### WHAT YOU HAVE TO DO
The word "Each" may appear in some lines of the data; copy every such line.

★ ★ ★ ★ ★

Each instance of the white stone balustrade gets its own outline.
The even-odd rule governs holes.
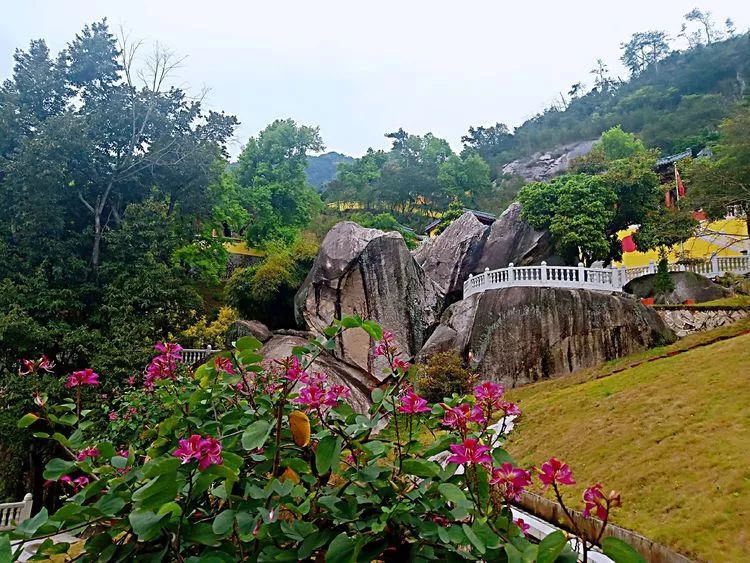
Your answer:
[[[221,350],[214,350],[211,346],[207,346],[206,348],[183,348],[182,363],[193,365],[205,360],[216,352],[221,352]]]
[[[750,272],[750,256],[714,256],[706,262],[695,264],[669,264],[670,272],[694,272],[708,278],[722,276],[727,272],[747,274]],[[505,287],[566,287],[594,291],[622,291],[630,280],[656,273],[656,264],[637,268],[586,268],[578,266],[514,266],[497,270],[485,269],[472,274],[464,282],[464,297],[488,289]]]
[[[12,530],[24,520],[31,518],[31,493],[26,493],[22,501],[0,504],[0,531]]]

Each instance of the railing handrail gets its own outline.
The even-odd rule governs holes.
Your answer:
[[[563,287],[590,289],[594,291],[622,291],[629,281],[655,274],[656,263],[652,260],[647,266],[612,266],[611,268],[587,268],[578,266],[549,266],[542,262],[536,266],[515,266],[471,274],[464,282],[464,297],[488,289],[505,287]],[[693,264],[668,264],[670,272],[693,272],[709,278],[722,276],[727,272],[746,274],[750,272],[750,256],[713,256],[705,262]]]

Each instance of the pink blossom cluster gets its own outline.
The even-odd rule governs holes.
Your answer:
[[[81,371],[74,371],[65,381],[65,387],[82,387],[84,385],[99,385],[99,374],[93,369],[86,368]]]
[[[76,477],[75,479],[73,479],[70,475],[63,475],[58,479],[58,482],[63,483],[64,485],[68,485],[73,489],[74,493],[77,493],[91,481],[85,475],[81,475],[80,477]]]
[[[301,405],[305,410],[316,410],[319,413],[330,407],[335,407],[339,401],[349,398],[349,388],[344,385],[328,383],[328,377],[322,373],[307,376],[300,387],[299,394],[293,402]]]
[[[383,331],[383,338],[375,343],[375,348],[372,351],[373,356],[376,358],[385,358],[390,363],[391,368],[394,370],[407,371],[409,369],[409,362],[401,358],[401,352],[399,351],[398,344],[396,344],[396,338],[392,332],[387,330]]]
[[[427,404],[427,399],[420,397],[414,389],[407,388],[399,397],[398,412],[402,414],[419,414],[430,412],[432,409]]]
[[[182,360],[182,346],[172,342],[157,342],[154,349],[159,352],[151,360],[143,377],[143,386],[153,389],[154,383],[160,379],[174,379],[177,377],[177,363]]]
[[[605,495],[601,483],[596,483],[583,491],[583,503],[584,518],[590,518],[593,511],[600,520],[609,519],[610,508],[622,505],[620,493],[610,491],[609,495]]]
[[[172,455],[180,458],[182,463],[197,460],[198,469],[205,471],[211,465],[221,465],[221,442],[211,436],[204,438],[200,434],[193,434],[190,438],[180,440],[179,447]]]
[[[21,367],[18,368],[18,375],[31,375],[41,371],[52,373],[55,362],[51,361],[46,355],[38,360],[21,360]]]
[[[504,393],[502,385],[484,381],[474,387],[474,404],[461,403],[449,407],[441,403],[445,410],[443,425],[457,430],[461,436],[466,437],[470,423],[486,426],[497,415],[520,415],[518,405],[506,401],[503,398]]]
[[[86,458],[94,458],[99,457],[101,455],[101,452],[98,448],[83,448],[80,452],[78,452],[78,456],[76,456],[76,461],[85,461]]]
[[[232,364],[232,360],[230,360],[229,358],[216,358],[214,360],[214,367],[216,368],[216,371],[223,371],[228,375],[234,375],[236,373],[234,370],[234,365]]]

★ ★ ★ ★ ★

### ANSWER TO THIS PROBLEM
Each instance of the white stone balustrade gets its own outline.
Each instance of the railing handrail gets its own outline.
Each instance of the pink blossom cluster gets its own outline.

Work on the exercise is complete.